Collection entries
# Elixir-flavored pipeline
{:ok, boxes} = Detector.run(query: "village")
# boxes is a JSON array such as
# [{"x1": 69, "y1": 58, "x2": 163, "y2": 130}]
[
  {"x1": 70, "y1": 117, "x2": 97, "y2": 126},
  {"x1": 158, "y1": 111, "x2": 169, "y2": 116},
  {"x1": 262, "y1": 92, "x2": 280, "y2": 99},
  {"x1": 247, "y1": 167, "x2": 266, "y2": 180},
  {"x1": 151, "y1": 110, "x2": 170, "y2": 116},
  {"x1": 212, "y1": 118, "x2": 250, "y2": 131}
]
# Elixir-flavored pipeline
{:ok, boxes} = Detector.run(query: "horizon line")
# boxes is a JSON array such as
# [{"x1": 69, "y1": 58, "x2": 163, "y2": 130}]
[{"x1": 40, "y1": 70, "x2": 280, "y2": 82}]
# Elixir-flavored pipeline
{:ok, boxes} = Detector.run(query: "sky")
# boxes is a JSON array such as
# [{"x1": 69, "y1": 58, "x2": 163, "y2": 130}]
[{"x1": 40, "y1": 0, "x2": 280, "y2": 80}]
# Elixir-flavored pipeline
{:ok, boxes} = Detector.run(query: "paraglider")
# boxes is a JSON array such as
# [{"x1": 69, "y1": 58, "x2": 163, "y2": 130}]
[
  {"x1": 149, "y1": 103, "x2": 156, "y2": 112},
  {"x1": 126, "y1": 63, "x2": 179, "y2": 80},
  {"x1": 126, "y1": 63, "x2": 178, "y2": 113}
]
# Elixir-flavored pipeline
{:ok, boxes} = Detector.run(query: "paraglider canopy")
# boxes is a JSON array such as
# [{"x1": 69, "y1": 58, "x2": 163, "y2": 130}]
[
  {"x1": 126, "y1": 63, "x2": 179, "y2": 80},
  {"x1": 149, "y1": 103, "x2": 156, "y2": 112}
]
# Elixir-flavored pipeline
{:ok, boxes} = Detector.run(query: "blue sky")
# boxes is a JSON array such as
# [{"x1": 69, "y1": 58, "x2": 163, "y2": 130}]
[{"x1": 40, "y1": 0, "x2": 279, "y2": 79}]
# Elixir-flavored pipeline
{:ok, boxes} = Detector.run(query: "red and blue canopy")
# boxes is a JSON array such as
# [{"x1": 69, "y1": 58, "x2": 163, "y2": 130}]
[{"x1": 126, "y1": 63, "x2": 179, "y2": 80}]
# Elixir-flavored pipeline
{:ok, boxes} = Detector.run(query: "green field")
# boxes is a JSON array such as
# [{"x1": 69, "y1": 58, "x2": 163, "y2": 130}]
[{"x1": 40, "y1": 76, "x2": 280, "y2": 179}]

Task: Repeat the entries. Keep each one exactly as written.

Expected output:
# Elixir-flavored pipeline
{:ok, boxes} = Detector.run(query: "village")
# boxes is a JSON array such as
# [{"x1": 69, "y1": 58, "x2": 163, "y2": 130}]
[
  {"x1": 70, "y1": 117, "x2": 97, "y2": 126},
  {"x1": 158, "y1": 111, "x2": 169, "y2": 116},
  {"x1": 262, "y1": 92, "x2": 280, "y2": 99},
  {"x1": 247, "y1": 167, "x2": 266, "y2": 180},
  {"x1": 151, "y1": 110, "x2": 170, "y2": 116},
  {"x1": 212, "y1": 118, "x2": 250, "y2": 131}
]
# Elixir-flavored pipeline
{:ok, boxes} = Detector.run(query: "horizon line")
# boxes is a JSON array such as
# [{"x1": 69, "y1": 58, "x2": 163, "y2": 130}]
[{"x1": 40, "y1": 70, "x2": 280, "y2": 82}]
# Elixir-flavored pipeline
{:ok, boxes} = Detector.run(query: "sky")
# boxes is a JSON array such as
# [{"x1": 69, "y1": 58, "x2": 163, "y2": 130}]
[{"x1": 40, "y1": 0, "x2": 280, "y2": 80}]
# Elixir-flavored pipeline
{:ok, boxes} = Detector.run(query: "paraglider")
# boxes is a JSON array such as
# [{"x1": 69, "y1": 58, "x2": 163, "y2": 130}]
[
  {"x1": 149, "y1": 103, "x2": 156, "y2": 112},
  {"x1": 126, "y1": 63, "x2": 179, "y2": 80},
  {"x1": 126, "y1": 63, "x2": 178, "y2": 113}
]
# Elixir-flavored pipeline
{:ok, boxes} = Detector.run(query: "paraglider canopy")
# boxes is a JSON array such as
# [{"x1": 69, "y1": 58, "x2": 163, "y2": 130}]
[
  {"x1": 126, "y1": 63, "x2": 179, "y2": 80},
  {"x1": 149, "y1": 103, "x2": 156, "y2": 112}
]
# Elixir-flavored pipeline
{:ok, boxes} = Detector.run(query: "blue sky")
# boxes is a JSON array such as
# [{"x1": 69, "y1": 58, "x2": 163, "y2": 130}]
[{"x1": 40, "y1": 0, "x2": 279, "y2": 79}]
# Elixir-flavored pipeline
{:ok, boxes} = Detector.run(query: "red and blue canopy")
# boxes is a JSON array such as
# [{"x1": 69, "y1": 58, "x2": 163, "y2": 130}]
[{"x1": 126, "y1": 63, "x2": 179, "y2": 80}]
# Elixir-flavored pipeline
{:ok, boxes} = Detector.run(query: "green field")
# boxes is a JSON array such as
# [{"x1": 69, "y1": 58, "x2": 163, "y2": 130}]
[{"x1": 40, "y1": 76, "x2": 280, "y2": 179}]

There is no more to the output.